[Passage given]:
Monday, March 7, 2011

The angst of attempted bridge-building

Restricting our horizons is encouraged in order to seek perfect efficiency in only one activity, avoid dispersing our energies, and dedicate ourselves to a well-defined career. This is how experts are born and life dies. -Daniele Bolelli, On The Warrior’s Path






After a long day of work (everybody has strep throat- or at least thinks they do), I went back to the reptile expo to meet up with RS and TS again. Since I'd spent a goodly part of yesterday softsoaping TS regarding the idea of bringing SK to see them, I was rather mentally exhausted to spend more time on it tonight.

Ya know, I have little patience for interpersonal or political politics. There are so many freakin' land mines here, spanning multiple decades of past history of the order. Most of it I only have random biased snippets of. Lots of emotion. 'Tis an altogether tangled web.

But you see, SK has pretty much reached a dead end with training in the Snake style. *NO*ONE* currently has additional advanced Snake material except for RS. So, not only is SK stuck, but there is a lot of stuff that is just going to die with RS if he doesn't pass it on. And not just Snake.... RS is a mind-reeling treasure trove of material that he hasn't taught to anyone. This is aside from the simple yet critical fact that he is one of the most highly skilled and experienced teachers out there, with a lot more to teach that would dwarf his staggering repertiore of forms. He knows how to teach different people with different learning modes, he knows how to motivate, how to breathe passion into martial arts. He listens, and takes personal interest in each student. He's a insightful guy who is fun to work with. He's a rare gem.

He and TS have the idea that DD and his posse- cut off from learning any additional material- are at a point where they can view the bottom of the barrel as far as forms and other material they have left to teach their more advanced students. I hadn't realized it was quite that imminent (and maybe it's not; again, I'm getting biased opposing perspectives here), but if it is- well crap, that would certainly explain why getting new material out of DD is like trying to squeeze water out of a damn chunk of granite. If he can see the bottom of the barrel, of course he would drag.

So anyway, the upshot is that SK is hitting a wall, and DD and his compadres may be hitting a wall not too far further down the road, leaving me and the other more junior students in this group eyeing the rapidly-approaching dead-end pileup helplessly. Even if you set aside the awesomeness that is the experience of being taught by RS, the hard fact is that we *NEED* him. I want to help out SK, because he's been a great teacher to me. But also, care and feeding of SK is going to trickle down to care and feeding of the rest of us more junior students- so that we can all keep training and keep learning, prevent buttloads of valuable martial arts material from dying out, and prevent this group- hell, the entire order- from disintegrating.

Thus why I venture into this minefield, even though I'd rather have a whole mouthful of root canals than deal with this mess; even though it scares the crap out of me that doing so puts me in danger of *ME* hurting or alienating RS- which I would never want to do. Yet since he is a true teacher, I know that he also needs us... he wants and needs good students to pass his knowledge to.

[Written exercise A]: Translate this sentence from the post about the reptile expo into Spanish: "He listens, and takes personal interest in each student."
The text above and the records that follow have no connection to each other.

[Source records]:
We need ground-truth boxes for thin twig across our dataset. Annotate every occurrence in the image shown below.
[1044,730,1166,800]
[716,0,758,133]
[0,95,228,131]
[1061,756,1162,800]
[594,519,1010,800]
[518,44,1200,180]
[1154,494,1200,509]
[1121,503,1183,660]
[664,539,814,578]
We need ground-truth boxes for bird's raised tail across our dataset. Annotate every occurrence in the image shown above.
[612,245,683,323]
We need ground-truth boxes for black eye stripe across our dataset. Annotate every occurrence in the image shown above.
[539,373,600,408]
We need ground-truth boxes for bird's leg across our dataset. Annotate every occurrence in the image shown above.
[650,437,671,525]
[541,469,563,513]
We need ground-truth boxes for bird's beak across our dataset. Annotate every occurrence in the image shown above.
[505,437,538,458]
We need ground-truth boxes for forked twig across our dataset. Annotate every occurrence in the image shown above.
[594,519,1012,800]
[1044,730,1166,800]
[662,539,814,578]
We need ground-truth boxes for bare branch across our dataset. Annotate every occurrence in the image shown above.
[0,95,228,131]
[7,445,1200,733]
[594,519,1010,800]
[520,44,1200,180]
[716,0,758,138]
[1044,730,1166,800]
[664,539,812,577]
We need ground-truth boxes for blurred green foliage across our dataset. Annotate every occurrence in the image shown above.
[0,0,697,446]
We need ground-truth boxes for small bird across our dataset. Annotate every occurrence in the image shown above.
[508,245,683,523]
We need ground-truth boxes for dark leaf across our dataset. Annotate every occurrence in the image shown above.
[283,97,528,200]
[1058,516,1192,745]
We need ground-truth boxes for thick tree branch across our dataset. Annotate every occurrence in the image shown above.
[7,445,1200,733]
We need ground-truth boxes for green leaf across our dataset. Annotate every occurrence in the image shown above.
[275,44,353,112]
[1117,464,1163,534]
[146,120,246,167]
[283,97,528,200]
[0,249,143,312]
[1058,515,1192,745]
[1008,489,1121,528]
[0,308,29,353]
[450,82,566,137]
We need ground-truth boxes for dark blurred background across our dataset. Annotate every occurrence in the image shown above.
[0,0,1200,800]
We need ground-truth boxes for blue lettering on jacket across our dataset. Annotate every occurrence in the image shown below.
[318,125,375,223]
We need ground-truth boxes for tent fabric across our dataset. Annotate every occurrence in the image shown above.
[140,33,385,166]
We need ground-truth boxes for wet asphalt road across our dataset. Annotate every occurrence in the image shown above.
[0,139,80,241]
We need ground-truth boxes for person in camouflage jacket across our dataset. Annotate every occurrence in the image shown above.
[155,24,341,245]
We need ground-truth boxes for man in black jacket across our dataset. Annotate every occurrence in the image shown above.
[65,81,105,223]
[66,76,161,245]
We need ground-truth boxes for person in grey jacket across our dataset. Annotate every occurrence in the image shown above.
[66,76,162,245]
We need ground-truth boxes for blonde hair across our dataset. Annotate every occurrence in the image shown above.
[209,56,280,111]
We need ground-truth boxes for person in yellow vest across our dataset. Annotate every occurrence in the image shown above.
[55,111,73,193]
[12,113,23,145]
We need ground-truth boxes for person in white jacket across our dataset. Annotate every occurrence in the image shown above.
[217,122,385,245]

[Written exercise B]: Copy out these lines from the records word for word: begin at the line that has "We need ground-truth boxes for bare" and stop after the line that has "[1058,516,1192,745]".

[Full output A]: Él escucha y se interesa personalmente por cada alumno.

[Full output B]:
We need ground-truth boxes for bare branch across our dataset. Annotate every occurrence in the image shown above.
[0,95,228,131]
[7,445,1200,733]
[594,519,1010,800]
[520,44,1200,180]
[716,0,758,138]
[1044,730,1166,800]
[664,539,812,577]
We need ground-truth boxes for blurred green foliage across our dataset. Annotate every occurrence in the image shown above.
[0,0,697,446]
We need ground-truth boxes for small bird across our dataset. Annotate every occurrence in the image shown above.
[508,245,683,523]
We need ground-truth boxes for dark leaf across our dataset. Annotate every occurrence in the image shown above.
[283,97,528,200]
[1058,516,1192,745]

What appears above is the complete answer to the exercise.